Retype only what runs from the line that contains "Place one point on every instance of the distant island" through the last line of the listing below, both lines included.

(Records)
+++++

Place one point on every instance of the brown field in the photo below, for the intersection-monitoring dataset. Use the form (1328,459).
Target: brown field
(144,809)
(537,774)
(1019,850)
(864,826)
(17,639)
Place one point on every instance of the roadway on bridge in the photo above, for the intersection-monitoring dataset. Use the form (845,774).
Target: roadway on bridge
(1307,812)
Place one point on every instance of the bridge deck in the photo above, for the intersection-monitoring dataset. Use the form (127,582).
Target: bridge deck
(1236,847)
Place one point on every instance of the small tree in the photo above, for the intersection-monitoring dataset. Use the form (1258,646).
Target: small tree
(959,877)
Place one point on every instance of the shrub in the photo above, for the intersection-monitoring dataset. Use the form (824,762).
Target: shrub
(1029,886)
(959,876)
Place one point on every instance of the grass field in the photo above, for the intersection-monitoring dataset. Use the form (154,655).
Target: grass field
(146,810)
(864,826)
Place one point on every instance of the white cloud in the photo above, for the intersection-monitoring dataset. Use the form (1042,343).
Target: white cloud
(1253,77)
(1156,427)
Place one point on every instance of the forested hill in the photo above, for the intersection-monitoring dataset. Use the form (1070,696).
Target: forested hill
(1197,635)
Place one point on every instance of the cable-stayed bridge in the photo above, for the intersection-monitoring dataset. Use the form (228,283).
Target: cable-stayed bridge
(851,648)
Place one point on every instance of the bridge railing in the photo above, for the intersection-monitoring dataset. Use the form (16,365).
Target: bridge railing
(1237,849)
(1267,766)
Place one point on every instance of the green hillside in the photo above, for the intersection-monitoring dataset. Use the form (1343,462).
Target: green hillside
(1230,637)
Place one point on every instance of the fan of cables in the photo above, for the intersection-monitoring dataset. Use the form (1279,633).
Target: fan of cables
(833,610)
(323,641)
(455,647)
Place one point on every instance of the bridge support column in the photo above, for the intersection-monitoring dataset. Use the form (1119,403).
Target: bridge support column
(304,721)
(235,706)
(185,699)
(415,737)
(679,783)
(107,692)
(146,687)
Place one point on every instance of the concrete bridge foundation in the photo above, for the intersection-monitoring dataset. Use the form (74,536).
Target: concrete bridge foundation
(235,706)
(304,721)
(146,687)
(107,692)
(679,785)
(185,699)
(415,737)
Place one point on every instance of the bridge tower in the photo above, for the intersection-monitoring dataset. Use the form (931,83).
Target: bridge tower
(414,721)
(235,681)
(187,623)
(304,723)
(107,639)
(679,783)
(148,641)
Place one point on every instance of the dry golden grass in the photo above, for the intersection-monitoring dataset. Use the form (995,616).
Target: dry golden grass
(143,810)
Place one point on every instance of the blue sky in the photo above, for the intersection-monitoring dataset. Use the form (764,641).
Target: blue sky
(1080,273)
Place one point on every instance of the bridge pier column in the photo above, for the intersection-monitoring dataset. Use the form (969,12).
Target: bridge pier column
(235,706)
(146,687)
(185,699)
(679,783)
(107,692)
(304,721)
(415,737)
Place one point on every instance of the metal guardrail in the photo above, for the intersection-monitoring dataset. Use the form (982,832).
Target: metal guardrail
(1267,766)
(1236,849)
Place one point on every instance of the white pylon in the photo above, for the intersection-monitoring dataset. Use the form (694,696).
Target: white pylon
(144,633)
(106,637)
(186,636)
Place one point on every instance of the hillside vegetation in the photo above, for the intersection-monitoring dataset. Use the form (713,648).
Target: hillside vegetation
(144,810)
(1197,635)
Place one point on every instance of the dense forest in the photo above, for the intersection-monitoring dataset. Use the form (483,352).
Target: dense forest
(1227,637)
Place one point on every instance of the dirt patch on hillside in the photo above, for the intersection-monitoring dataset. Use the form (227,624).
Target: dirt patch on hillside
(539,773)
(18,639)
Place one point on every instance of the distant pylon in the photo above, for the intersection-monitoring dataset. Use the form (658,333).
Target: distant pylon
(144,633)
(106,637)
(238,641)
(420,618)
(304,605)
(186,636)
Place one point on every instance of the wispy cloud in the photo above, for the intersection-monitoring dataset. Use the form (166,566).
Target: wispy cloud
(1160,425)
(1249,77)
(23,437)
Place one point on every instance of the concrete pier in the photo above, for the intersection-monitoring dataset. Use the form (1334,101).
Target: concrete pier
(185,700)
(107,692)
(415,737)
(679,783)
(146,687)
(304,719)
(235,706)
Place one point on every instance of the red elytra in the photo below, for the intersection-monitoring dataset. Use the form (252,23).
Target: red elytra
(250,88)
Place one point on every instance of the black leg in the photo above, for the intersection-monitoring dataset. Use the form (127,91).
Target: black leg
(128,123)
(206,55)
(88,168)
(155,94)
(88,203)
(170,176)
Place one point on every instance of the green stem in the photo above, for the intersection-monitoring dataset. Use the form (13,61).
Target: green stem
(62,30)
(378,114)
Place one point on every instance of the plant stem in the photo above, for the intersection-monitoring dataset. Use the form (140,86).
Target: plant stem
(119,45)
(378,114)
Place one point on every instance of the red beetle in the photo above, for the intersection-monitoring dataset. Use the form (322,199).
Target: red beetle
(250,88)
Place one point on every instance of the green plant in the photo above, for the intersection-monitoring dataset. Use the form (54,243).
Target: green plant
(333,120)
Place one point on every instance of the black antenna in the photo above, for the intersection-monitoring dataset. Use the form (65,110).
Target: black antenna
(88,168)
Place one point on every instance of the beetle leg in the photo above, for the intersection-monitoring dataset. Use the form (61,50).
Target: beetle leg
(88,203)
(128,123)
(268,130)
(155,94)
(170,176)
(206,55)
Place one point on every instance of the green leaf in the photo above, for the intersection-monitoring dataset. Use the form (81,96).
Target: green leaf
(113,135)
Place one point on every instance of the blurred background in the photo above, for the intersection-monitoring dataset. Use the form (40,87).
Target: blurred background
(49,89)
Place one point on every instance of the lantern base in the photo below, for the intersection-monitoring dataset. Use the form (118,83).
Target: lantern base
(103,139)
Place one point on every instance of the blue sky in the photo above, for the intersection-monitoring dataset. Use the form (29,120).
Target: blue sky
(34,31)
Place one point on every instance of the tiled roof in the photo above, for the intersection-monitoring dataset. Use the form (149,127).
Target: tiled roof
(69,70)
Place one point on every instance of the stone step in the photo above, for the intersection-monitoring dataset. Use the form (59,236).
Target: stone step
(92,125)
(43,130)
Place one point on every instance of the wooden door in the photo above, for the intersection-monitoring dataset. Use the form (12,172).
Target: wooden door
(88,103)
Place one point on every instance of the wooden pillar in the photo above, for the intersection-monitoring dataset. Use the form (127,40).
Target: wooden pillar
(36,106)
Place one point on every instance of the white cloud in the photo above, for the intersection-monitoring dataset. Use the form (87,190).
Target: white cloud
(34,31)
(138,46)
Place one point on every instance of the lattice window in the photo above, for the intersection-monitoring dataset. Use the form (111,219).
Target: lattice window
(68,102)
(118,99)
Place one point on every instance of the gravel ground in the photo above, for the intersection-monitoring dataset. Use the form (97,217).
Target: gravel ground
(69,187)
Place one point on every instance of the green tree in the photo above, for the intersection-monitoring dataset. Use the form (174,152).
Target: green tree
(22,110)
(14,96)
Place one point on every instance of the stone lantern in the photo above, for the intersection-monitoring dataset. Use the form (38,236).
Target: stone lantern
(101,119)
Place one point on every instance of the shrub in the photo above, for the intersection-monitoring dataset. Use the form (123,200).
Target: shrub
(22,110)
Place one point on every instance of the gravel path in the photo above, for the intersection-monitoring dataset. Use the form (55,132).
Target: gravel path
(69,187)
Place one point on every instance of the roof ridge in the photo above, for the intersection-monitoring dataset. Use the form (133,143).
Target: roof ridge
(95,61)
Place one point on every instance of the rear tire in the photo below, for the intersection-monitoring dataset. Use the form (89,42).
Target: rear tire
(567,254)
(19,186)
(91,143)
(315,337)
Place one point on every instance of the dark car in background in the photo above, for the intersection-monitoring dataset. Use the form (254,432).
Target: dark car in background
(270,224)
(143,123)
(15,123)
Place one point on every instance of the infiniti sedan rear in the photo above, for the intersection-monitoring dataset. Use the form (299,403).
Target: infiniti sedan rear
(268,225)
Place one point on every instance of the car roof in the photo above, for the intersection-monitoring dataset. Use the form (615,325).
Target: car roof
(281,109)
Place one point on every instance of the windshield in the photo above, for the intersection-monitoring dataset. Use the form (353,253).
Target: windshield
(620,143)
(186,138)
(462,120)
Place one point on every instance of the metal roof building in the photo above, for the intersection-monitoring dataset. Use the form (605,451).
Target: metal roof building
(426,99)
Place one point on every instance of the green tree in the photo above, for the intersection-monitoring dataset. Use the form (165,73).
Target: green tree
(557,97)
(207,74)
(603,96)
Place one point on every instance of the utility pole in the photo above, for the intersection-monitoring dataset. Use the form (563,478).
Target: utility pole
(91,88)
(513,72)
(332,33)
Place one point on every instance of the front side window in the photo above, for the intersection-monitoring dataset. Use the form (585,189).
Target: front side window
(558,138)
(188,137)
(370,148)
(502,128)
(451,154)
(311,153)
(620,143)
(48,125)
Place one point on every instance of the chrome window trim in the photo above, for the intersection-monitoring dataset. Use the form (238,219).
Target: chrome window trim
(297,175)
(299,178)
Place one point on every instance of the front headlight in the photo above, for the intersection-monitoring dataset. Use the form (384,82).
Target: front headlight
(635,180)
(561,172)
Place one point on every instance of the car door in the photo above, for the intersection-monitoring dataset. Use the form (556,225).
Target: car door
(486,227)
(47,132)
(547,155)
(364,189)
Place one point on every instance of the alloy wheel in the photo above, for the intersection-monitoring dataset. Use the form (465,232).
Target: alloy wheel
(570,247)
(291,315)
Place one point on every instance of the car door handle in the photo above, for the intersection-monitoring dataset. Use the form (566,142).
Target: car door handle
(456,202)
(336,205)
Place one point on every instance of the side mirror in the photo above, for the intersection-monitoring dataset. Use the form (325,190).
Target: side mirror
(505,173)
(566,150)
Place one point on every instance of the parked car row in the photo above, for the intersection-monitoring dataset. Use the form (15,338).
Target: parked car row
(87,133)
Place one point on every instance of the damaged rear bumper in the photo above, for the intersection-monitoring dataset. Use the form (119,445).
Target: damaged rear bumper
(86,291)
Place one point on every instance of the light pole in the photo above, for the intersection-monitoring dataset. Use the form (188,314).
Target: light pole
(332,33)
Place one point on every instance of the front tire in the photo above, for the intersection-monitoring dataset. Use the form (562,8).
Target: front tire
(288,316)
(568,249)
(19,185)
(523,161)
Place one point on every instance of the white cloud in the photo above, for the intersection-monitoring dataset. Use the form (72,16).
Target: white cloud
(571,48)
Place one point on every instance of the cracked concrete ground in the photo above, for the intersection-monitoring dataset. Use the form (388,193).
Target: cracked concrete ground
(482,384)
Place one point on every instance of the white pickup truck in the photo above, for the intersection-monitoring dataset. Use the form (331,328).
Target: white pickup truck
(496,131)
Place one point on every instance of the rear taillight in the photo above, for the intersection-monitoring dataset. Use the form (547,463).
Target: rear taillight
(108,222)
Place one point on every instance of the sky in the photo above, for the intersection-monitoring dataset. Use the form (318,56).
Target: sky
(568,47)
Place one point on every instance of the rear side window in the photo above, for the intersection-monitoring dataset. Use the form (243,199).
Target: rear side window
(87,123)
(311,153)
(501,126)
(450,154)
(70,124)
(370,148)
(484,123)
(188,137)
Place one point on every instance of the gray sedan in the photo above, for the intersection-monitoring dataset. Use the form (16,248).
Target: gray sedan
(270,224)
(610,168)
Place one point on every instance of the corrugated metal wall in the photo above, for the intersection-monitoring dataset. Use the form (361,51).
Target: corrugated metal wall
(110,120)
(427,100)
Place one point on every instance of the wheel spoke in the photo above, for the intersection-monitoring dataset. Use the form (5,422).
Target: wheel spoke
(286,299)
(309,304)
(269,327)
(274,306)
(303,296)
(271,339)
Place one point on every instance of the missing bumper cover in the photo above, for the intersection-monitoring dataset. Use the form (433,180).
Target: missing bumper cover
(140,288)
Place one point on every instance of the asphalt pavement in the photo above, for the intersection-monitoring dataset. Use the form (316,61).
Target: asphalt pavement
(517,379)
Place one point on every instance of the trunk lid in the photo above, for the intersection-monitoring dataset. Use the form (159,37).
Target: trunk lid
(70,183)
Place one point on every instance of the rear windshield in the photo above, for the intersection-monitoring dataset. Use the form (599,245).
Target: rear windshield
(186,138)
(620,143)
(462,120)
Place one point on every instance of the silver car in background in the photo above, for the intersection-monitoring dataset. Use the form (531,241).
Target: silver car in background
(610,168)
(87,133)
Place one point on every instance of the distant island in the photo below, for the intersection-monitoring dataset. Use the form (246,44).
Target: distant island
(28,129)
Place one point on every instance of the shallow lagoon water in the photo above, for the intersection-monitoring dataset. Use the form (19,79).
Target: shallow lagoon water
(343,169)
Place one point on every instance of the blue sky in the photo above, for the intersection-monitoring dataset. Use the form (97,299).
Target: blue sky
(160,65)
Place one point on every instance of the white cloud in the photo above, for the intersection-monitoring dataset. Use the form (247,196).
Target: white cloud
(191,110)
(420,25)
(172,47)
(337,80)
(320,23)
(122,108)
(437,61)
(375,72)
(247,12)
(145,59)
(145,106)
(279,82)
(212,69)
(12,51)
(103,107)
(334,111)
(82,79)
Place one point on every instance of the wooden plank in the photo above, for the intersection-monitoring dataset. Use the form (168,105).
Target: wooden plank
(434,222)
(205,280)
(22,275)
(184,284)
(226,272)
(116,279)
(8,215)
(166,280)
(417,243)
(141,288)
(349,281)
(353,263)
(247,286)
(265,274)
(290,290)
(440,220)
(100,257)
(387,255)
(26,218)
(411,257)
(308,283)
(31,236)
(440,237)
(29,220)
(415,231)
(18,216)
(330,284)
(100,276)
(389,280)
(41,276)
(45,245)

+++++

--- Exercise answer ---
Place one point on every instance of the distant island in the photo below, for the intersection-monitoring dataset. Use the form (246,44).
Target: distant island
(28,129)
Place one point on every instance of the shallow lagoon water in the photo above, for the intersection-monitoring dataset. Use the form (19,79).
Target: shallow lagoon water
(343,169)
Place one point on every instance of the blue sky in the photo above, for the intersection-monitoring dataset. Use the form (97,299).
Target: blue sky
(160,65)
Place one point on every instance of the white cloud in the photo above, for the intersection-monitoring dataset. Use the form (247,196).
Target: white cloud
(191,110)
(420,25)
(172,47)
(337,80)
(320,23)
(122,108)
(437,61)
(375,72)
(247,12)
(145,59)
(145,106)
(279,82)
(212,69)
(12,51)
(103,107)
(334,111)
(82,79)
Place one point on every instance of the wooden plank in the photo above, for the intersection-monitoring dataset. Use the form (168,105).
Target: wooden plank
(434,222)
(205,280)
(22,275)
(184,284)
(226,272)
(116,279)
(8,215)
(166,280)
(417,243)
(141,288)
(349,281)
(353,263)
(247,286)
(265,274)
(290,290)
(440,220)
(100,257)
(387,255)
(26,218)
(411,257)
(308,283)
(31,236)
(440,237)
(29,220)
(415,231)
(18,216)
(330,284)
(100,276)
(389,280)
(41,276)
(45,245)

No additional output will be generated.